▼

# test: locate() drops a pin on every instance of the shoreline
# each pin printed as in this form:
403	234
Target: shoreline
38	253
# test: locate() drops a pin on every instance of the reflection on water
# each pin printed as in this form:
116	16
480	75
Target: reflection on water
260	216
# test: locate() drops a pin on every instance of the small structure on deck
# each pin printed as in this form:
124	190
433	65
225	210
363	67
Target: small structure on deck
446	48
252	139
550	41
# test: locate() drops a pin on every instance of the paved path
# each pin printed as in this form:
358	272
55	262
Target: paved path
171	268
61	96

▲
▼

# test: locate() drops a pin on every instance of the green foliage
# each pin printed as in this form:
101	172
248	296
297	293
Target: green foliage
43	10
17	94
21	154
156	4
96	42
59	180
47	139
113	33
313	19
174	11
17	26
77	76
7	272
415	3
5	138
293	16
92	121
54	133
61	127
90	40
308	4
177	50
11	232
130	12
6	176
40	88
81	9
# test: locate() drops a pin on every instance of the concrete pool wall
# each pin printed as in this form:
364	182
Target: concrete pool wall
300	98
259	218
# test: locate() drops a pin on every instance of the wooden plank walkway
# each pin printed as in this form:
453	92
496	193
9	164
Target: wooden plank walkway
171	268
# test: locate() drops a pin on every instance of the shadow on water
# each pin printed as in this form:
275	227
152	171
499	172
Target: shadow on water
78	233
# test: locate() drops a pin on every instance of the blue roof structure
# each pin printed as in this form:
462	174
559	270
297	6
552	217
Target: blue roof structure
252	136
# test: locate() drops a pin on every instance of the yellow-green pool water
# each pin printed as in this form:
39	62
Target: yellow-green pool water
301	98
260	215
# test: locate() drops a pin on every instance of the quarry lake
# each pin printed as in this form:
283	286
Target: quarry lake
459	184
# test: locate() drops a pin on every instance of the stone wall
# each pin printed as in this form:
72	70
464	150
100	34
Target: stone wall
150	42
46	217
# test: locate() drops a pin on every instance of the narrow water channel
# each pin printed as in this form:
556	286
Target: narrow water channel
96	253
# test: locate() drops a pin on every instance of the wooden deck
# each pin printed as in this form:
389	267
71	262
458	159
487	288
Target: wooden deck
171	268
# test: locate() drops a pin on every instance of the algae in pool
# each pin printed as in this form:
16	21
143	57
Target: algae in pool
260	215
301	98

▲

• **Work to do**: Report each line of the data above that contains the string "yellow".

• **Reply to the task**:
# test: locate() drops a pin on every instance of the yellow-green pool water
Target: yellow-green pool water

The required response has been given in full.